# Requirements:
Print all entries precisely as they are written.

Source data
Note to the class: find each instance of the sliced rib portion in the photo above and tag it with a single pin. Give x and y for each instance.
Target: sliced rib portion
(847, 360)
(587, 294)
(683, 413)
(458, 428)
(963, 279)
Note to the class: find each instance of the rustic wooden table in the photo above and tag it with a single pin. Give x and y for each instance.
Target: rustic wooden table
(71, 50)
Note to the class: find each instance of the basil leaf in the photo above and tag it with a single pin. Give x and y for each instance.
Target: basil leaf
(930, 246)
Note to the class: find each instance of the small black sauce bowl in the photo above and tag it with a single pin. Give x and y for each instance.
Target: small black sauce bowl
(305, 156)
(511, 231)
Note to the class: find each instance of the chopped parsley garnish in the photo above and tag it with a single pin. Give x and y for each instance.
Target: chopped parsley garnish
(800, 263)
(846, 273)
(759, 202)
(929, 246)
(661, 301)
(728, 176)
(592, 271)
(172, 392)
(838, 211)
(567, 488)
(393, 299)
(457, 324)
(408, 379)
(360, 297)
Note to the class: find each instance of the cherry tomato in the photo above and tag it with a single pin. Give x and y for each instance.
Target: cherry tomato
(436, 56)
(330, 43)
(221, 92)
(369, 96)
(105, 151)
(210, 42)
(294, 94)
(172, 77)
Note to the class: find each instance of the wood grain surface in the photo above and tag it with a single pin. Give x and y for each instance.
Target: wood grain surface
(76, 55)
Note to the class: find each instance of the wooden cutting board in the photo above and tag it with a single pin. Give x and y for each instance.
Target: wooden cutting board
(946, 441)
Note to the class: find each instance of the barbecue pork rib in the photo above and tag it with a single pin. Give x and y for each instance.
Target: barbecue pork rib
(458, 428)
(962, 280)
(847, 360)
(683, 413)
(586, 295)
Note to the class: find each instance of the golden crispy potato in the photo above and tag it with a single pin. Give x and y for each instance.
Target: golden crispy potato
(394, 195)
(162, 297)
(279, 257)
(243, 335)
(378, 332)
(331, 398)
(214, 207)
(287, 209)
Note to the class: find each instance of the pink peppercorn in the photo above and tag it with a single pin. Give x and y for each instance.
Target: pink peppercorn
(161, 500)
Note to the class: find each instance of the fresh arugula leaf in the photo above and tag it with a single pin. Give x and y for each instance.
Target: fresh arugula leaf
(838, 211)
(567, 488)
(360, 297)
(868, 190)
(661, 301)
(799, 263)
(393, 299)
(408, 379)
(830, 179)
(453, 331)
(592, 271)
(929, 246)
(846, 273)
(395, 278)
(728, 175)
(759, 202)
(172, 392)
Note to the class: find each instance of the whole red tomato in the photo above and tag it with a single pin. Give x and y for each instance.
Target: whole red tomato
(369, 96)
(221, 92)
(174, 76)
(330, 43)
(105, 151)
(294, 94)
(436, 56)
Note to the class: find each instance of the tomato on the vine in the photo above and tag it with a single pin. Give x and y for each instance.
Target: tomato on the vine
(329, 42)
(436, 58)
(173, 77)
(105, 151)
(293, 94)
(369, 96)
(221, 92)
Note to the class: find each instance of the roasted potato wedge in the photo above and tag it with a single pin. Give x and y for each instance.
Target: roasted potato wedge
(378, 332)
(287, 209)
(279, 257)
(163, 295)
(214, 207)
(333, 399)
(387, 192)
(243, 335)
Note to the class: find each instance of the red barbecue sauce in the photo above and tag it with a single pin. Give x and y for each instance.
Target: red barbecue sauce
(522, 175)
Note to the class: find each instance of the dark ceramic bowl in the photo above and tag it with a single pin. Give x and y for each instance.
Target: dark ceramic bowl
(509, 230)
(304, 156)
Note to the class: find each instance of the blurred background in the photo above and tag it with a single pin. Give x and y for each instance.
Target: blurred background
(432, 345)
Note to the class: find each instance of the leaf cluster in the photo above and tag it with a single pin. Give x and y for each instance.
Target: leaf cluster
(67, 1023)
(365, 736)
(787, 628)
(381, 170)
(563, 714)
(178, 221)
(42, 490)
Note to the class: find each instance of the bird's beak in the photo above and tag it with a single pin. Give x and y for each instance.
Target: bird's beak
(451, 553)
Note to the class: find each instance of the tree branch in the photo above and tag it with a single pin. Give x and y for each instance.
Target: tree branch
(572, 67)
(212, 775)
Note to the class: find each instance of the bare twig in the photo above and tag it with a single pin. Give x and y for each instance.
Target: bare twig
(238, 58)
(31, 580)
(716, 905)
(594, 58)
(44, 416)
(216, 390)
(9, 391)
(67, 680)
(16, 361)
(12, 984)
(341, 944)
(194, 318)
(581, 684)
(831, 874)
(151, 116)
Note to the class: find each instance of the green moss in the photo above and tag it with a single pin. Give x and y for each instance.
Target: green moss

# Finished exercise:
Note to the class: find each instance of the sliced rib portion in the photo above and tag it with a single pin. Give x and y for each instance.
Target: sliced rib portion
(847, 360)
(587, 294)
(683, 413)
(458, 428)
(963, 279)
Note to the class: find each instance of the rustic wooden table in the photo above and tag it with a single pin. Give x and y for each instance.
Target: rustic wooden table
(71, 50)
Note to the class: find each instance of the basil leaf in the photo above and tag it with a single pin. Give x and y for each instance.
Target: basil leaf
(930, 246)
Note to the class: find each instance of the small black sauce bowl in the photo above and tag it with a single pin. Give x and y for each instance.
Target: small black sauce bowl
(305, 156)
(511, 231)
Note to the class: find each instance of the chopped parsley garnish in the photo above and tag it with a single pin. Give x and y for each instance.
Target: chopped parsley garnish
(800, 263)
(846, 273)
(759, 202)
(929, 246)
(661, 301)
(728, 176)
(592, 271)
(172, 392)
(838, 211)
(567, 488)
(393, 299)
(457, 324)
(408, 379)
(360, 297)
Note to the class: find each instance of the cherry tomato in the photo above and tag it with a single pin. Give x and y for each instance.
Target: cherry tomato
(436, 56)
(330, 43)
(221, 92)
(369, 96)
(105, 151)
(210, 42)
(294, 94)
(172, 77)
Note to the class: find each instance of the wood grain surface in the photo above and tag it with a single pin. Give x and y for each instance.
Target: wood grain surface
(76, 55)
Note to the class: find each instance of the wooden cutting board in the photo above and tag it with a single pin. Give x and y for each instance.
Target: wooden cutting board
(946, 441)
Note to the class: find each instance of the barbecue pork rib in the photo above and tag it with a single pin. Give x and y for each instance.
Target: barbecue pork rib
(458, 428)
(962, 280)
(847, 360)
(683, 413)
(586, 295)
Note to the class: find each instance of the golden crispy potato in the photo above and tag it with a single pin. Give x and y for each instance.
Target: golden crispy potato
(394, 195)
(162, 297)
(279, 257)
(243, 335)
(378, 332)
(331, 398)
(214, 207)
(287, 209)
Note to the class: find each instance of the pink peppercorn in the photo above and tag it with a single pin. Give x and y for each instance.
Target: pink peppercorn
(161, 500)
Note to the class: find each instance of the fresh arugula leaf in the photo above and tag it with a single pin. Give x and y for each instance.
Target: fresh arugula leaf
(838, 211)
(567, 488)
(360, 297)
(868, 190)
(661, 301)
(799, 263)
(393, 299)
(408, 379)
(830, 179)
(453, 331)
(592, 271)
(929, 246)
(846, 273)
(395, 278)
(728, 175)
(759, 202)
(172, 392)
Note to the class: find each instance of the whole red tomato in the photo above and tag it with a single pin. Give x and y for each instance.
Target: whole red tomato
(369, 96)
(221, 92)
(174, 76)
(330, 43)
(105, 151)
(294, 94)
(436, 56)
Note to the class: find each instance of the tomato on the vine in the photo above and tag it with a single pin. Give x and y for each instance.
Target: tomato on the vine
(329, 42)
(436, 58)
(173, 77)
(105, 151)
(293, 94)
(369, 96)
(221, 92)
Note to the class: find each instance of the roasted potato wedge in the photo above and tag it with a single pin. Give x and y for each instance.
Target: roasted potato wedge
(378, 332)
(287, 209)
(279, 257)
(163, 295)
(214, 207)
(333, 399)
(387, 192)
(243, 335)
Note to the class: find each instance of the red barbecue sauce in the photo above and tag it with a single pin. Give x and y for each instance.
Target: red barbecue sauce
(522, 175)
Note to the class: find each instance of the dark ceramic bowl in the photo above and tag it with a single pin. Give x and y for each instance.
Target: dark ceramic bowl
(509, 230)
(304, 156)
Note to the class: find each instance of the blurred background in the photo above and tag it with a single pin. Give x and y for each instance.
Target: blurred background
(432, 345)
Note to the class: find each instance of the leaf cluster in the photo above and tag it with a single pin. Give x and y for each instance.
Target: leaf cluster
(67, 1023)
(365, 736)
(787, 628)
(381, 170)
(563, 714)
(178, 221)
(42, 490)
Note to the class: find each instance of the bird's beak in the photo above and tag it with a single pin. Give x and y for each instance.
Target: bird's beak
(451, 553)
Note to the class: find each instance of the tree branch in the photo above and tag it with a single pin. Give x and y for each instance.
Target: tree branch
(572, 67)
(212, 775)
Note to the class: find each instance of the bare twig in the photo above and tag it with a single pin. Give x and y for each instance.
Target: bare twig
(238, 58)
(31, 580)
(716, 905)
(594, 58)
(44, 416)
(216, 390)
(9, 391)
(67, 680)
(16, 361)
(12, 984)
(341, 944)
(194, 318)
(581, 684)
(831, 874)
(151, 116)
Note to the class: find each instance of the green moss in the photo above and tag it with a single pin. Give x and y for each instance.
Target: green moss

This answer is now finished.